EXERCISE TASK: Copy the data character for character, starting at its beginning and ending at the line that contains "fill: even-odd", with both ends included. Leave out the picture.

## start GIVEN DATA

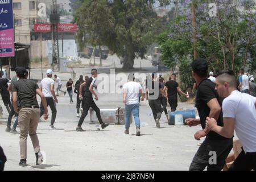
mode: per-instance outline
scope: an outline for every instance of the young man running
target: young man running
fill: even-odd
[[[58,100],[57,99],[57,97],[55,96],[55,93],[54,92],[54,81],[51,78],[52,77],[52,71],[51,69],[47,69],[46,71],[46,75],[47,77],[41,81],[40,88],[46,97],[47,107],[49,106],[51,110],[52,110],[52,119],[49,129],[53,130],[56,129],[53,125],[55,122],[57,115],[56,103],[58,103]],[[40,109],[40,117],[41,117],[44,114],[44,112],[43,102],[41,102]]]
[[[19,80],[19,78],[17,77],[16,76],[13,77],[11,80],[11,84],[8,87],[8,90],[9,91],[11,92],[11,102],[13,102],[13,86],[14,85],[14,83]],[[7,121],[7,127],[5,130],[6,132],[10,132],[13,134],[19,134],[19,133],[16,130],[16,128],[18,125],[18,117],[16,118],[15,121],[14,122],[14,123],[13,126],[13,129],[11,129],[11,119],[13,119],[13,117],[16,114],[15,111],[14,111],[14,109],[13,108],[13,104],[11,105],[11,111],[10,112],[9,115],[8,117],[8,121]]]
[[[136,125],[136,136],[141,135],[141,122],[139,120],[139,94],[142,95],[141,100],[144,100],[144,93],[140,84],[134,81],[134,75],[129,73],[128,82],[123,85],[123,102],[125,104],[125,131],[129,134],[130,121],[131,113],[133,114]]]
[[[76,128],[76,131],[84,131],[84,130],[82,129],[81,126],[84,119],[88,114],[88,110],[90,107],[92,107],[96,113],[97,117],[101,125],[101,128],[104,129],[109,126],[108,123],[104,123],[101,119],[101,116],[100,114],[100,109],[96,105],[93,100],[93,95],[94,96],[96,101],[98,100],[98,97],[95,92],[93,90],[93,88],[97,86],[95,84],[96,80],[95,78],[98,76],[98,72],[96,69],[92,69],[91,71],[92,77],[89,78],[88,81],[85,83],[85,90],[84,93],[84,97],[81,95],[81,92],[80,92],[79,97],[84,98],[84,103],[82,104],[84,111],[82,115],[81,115],[80,119],[79,119],[79,122]],[[82,85],[81,85],[82,86]],[[81,88],[81,86],[80,86]]]
[[[223,118],[221,106],[222,99],[215,90],[215,84],[207,78],[208,65],[203,59],[195,60],[192,64],[192,75],[197,86],[196,106],[200,119],[189,118],[185,122],[189,126],[201,124],[203,130],[194,135],[196,140],[206,136],[199,147],[190,165],[190,171],[203,171],[207,167],[208,171],[220,171],[223,168],[225,160],[233,148],[233,138],[226,138],[205,127],[207,117],[214,118],[218,126],[223,126]],[[216,164],[210,164],[210,151],[216,153]]]
[[[36,94],[41,97],[44,106],[44,118],[48,118],[46,100],[38,84],[34,81],[27,80],[28,72],[23,67],[15,69],[19,81],[13,87],[13,107],[19,113],[19,125],[20,130],[19,145],[20,147],[20,162],[19,166],[27,166],[27,138],[28,133],[31,139],[36,155],[36,164],[43,162],[43,155],[40,152],[39,142],[36,135],[36,129],[40,118],[39,106],[36,100]],[[19,100],[19,106],[17,101]]]
[[[225,98],[222,104],[224,125],[218,126],[214,118],[208,117],[207,126],[226,138],[232,138],[234,130],[240,139],[242,150],[229,170],[255,171],[256,98],[237,90],[236,77],[230,71],[217,77],[216,89]]]
[[[62,82],[61,80],[60,80],[60,78],[57,76],[56,75],[54,75],[54,80],[55,80],[55,82],[58,84],[58,86],[57,87],[57,96],[59,96],[59,92],[63,92],[64,94],[64,96],[66,94],[66,92],[63,91],[61,90],[61,86],[62,86]]]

## end GIVEN DATA

FINISHED ANSWER:
mode: per-instance outline
scope: an outline for every instance of the young man running
target: young man running
fill: even-odd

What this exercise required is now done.